中国近代炮兵 (第1/3页)
中国近代炮兵
咸丰四年(1853年)曾国藩还编练了十营水师五千人。每营快蟹一、长龙十、舢板十,兵士水手四百二十五人。到咸丰六年湖口之战后,因大船损失不小,遂改定营制:长龙船八艘,舢板船二十二艘,全营有战船三十艘,兵士水手共五百人。水师装备的大炮基本为洋庄,即外购或自制之西式洋炮。快蟹、长龙船各装备有头炮两尊(重八百至一千斤不等)以及边炮四尊、梢炮一尊(以上均重七百斤);舢板装备有头炮一尊(重七、八百斤)、梢炮一尊(重六、七百斤),另有转珠腰炮两尊(重四五十斤)。
综观湘军营制,可以发现:湘军与绿营一样,并无建立独立的炮兵部队建制,仅在营下附属两队。此外,装备仍以旧式的劈山炮为主,新式洋炮很少。其原因大致有三:一是外购不易;二是与洋人接触较少,尚不完全了解新式洋炮的威力;还有一点是与曾国藩的保守思想有关。曾国藩自始就不认为洋枪洋炮为“利器”,他在给曾老九的信函中曾这样告诫道:“制胜之道,实在人而不在器。鲍春霆并无洋枪、洋药,然屡当大敌。前年十月,去年六月,亦曾与忠酋接仗。未闻以无洋人军火为憾。和[春]、张[国梁]在金陵时,洋人军器最多,而无救于十年三月之败。弟若专从此等处用心,则风气所趋,恐部下将士,人人有务外取巧之习,无反己守拙之道,或流于和、张门径而不自觉。不可不深思,不可不深省。”

**可用资料**.
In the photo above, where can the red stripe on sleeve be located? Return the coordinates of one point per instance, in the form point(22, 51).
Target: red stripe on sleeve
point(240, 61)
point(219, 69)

**任务**. 按网页摘录所述,湖口之战后改定营制,水师每营共有战船多少艘? 这些材料与网页摘录的内容无关。

**本题答案**. 三十艘。